Work to be completed: Please lay out every row below as a Markdown table with the columns No. and Row text, numbering the rows in order and skipping any blank ones. Keep the pictures out of the table.

Supplied records:

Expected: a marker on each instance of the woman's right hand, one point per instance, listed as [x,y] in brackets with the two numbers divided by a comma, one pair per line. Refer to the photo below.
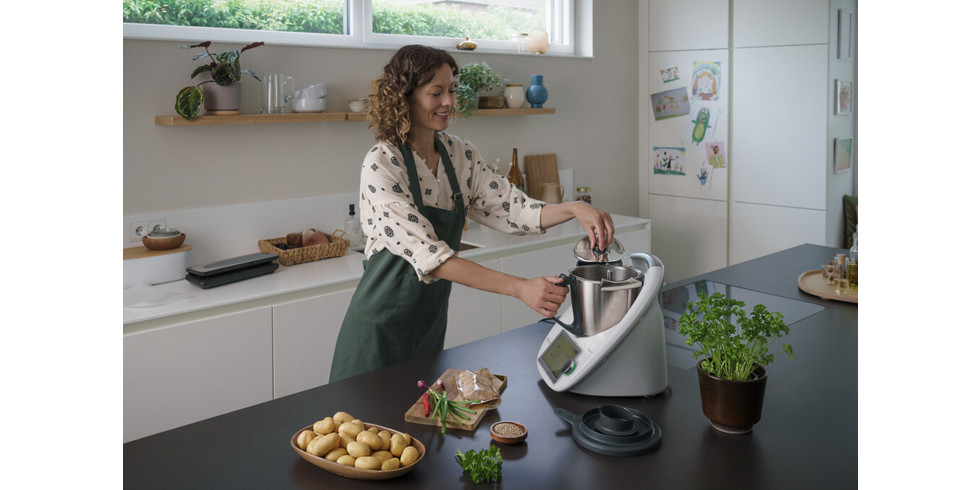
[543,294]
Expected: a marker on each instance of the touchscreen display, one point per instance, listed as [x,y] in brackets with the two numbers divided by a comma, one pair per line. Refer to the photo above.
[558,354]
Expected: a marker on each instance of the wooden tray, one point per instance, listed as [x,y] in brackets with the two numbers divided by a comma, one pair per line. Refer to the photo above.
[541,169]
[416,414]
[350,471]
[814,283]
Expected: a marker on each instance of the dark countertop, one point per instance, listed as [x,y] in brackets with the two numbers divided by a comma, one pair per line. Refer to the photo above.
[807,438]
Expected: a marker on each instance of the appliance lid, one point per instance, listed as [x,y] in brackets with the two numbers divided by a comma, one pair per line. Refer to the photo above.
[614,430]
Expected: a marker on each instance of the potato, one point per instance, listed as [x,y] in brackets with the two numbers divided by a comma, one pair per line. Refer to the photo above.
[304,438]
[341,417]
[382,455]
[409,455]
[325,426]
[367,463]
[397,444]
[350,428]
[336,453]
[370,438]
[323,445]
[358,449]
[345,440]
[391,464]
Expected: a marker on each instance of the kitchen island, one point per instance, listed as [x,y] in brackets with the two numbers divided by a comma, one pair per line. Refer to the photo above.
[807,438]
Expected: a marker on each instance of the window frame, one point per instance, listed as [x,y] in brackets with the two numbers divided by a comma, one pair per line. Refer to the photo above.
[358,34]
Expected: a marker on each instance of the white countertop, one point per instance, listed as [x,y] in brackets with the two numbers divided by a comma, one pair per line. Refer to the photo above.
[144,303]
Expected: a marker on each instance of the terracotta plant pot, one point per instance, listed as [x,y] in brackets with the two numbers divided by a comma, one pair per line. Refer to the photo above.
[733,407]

Reply to the task:
| No. | Row text |
|---|---|
| 1 | Expected: a marker on each instance of the woman's right hand, one point per instance, listed as [x,y] in brackets with the two numbers divided by a comma, one pair per line. Refer to the photo below. |
| 2 | [543,294] |
| 3 | Expected: a marker on each instance of the touchscreen display, one point per instance, listed as [x,y] in brackets with the two numbers divided by a comma, one pair per line. Refer to the photo above. |
| 4 | [558,354] |
| 5 | Expected: a marker on each instance of the wooden tray, one point per instance, listed as [x,y] in brackets with the two numbers divided by a comma, one pair per line. Refer to the photo above. |
| 6 | [541,169] |
| 7 | [416,414] |
| 8 | [350,471] |
| 9 | [814,283] |
| 10 | Expected: a marker on each instance of the dark countertop, one point per instance, listed as [x,y] in brackets with the two numbers divided by a comma, one pair per line. Refer to the photo above. |
| 11 | [807,438] |
| 12 | Expected: a marker on each instance of the appliance lid, one point per instance, listed as [x,y] in brackets with the two numbers divided by a comma, one pair per line. Refer to the photo above. |
| 13 | [614,430] |
| 14 | Expected: a marker on each instance of the potato, one point per instance, listed as [x,y] in brackets with the two numbers divided by a comma, one pair per line. Refer to the photo above. |
| 15 | [304,438] |
| 16 | [341,417] |
| 17 | [382,455] |
| 18 | [409,455] |
| 19 | [325,426] |
| 20 | [367,463] |
| 21 | [397,444] |
| 22 | [350,428] |
| 23 | [336,453] |
| 24 | [370,438] |
| 25 | [323,445] |
| 26 | [358,449] |
| 27 | [345,440] |
| 28 | [391,464] |
| 29 | Expected: a marker on each instance of the kitchen island, one point per instance, listed as [x,y] in brackets with the two numbers divided by a comma, one pair per line. Refer to the photo above. |
| 30 | [807,438] |
| 31 | Expected: a marker on each instance of the window frame, one point per instance, listed as [x,y] in brackets with the two numbers divided by a comma, one pair per line. Refer to the photo above. |
| 32 | [358,34] |
| 33 | Expected: a marker on each instance of the white countertop, one point per instance, listed as [x,y] in brackets with the two numbers divided by a comma, one pair per line. Refer to the photo above. |
| 34 | [144,303] |
| 35 | Expected: a marker on each instance of the terracotta plant pot, one point per instance, listed as [x,y] in brackets with the two numbers divided by a comma, one pair per line. Refer to the photo above. |
| 36 | [733,407] |